### Text section:
··········

If the clause function (actually a task) returns True, the user provided callback function is called, the latest return value (if any - None otherwise) is passed onto this callback, as well as the remaining chain of tasks. The callback does what it needs to do and pause_or_continue sets self.request.chain to None, which tells celery "The task chain is now empty - everything is finished".
If the clause function (actually a task) returns False, the return value from the previous task (if any - None otherwise) is returned back for the next task to receive - and the chain goes on. Hence the workflow continues.
Why are clause and callback task signatures and not regular functions?
Both clause and callback are being called directly - without delay or apply_async. It is executed in the current process, in the current context. So it behaves exactly like a normal function, then why use signatures?
The answer is serialization. You can't conveniently pass a regular function object to a celery task. But you can pass a task signature. That's exactly what I'm doing here. Both clause and callback should be a regular signature object of a celery task.
What is self.request.chain?
self.request.chain stores a list of dicts (representing jsons as the celery task serializer is json by default) - each of them representing a task signature. Each task from this list is executed in reverse order. Which is why, the list is reversed before passing to the user provided callback function (actually a task) - the user probably expects the order of tasks to be left to right.
Quick note: Irrelevant to this discussion, but if you're using the link parameter from apply_async to construct a chain instead of the chain primitive itself. self.request.callback is the property to be modified (i.e set to None to remove callback and stop chain) instead of self.request.chain
Explanation - tappable
tappable is just a basic function that takes a chain (which is the only workflow primitive covered here, for brevity) and inserts pause_or_continue after every nth task. You can insert them wherever you want really, it is upto you to define pause points in your operation. This is just an example!

··········

### Entries:
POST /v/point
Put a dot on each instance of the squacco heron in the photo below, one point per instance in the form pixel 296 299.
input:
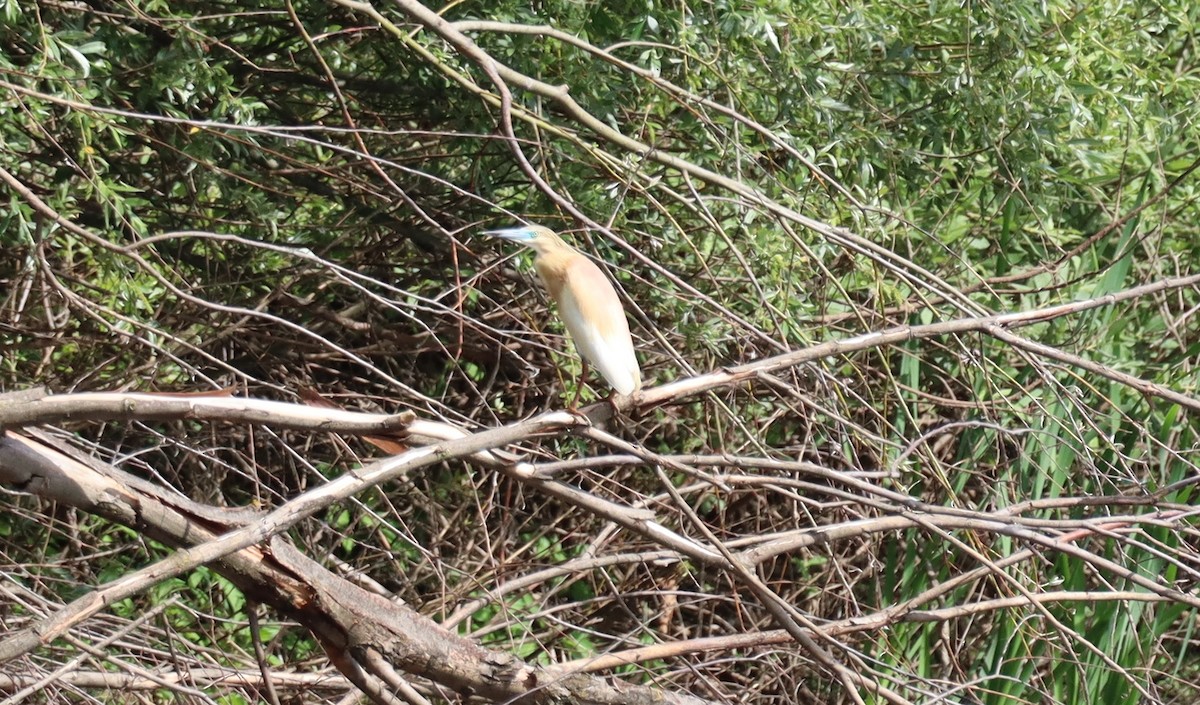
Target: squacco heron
pixel 587 302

··········

### To be done:
a: Answer these questions using the text on Celery task chains, one line each:
(i) What is the celery task serializer by default?
(ii) In what order are the tasks in self.request.chain executed?
(iii) What does tappable insert after every nth task?
b: Translate this sentence from the text on Celery task chains into Spanish: "You can't conveniently pass a regular function object to a celery task."
c: Reproduce the part of the text on Celery task chains that begins at the words "If the clause function (actually a task) returns False, the" and stops after "of a celery task.".

### Responses in order:
a:
(i) json
(ii) In reverse order
(iii) pause_or_continue

b: No se puede pasar cómodamente un objeto de función normal a una tarea de celery.

c:
If the clause function (actually a task) returns False, the return value from the previous task (if any - None otherwise) is returned back for the next task to receive - and the chain goes on. Hence the workflow continues.
Why are clause and callback task signatures and not regular functions?
Both clause and callback are being called directly - without delay or apply_async. It is executed in the current process, in the current context. So it behaves exactly like a normal function, then why use signatures?
The answer is serialization. You can't conveniently pass a regular function object to a celery task. But you can pass a task signature. That's exactly what I'm doing here. Both clause and callback should be a regular signature object of a celery task.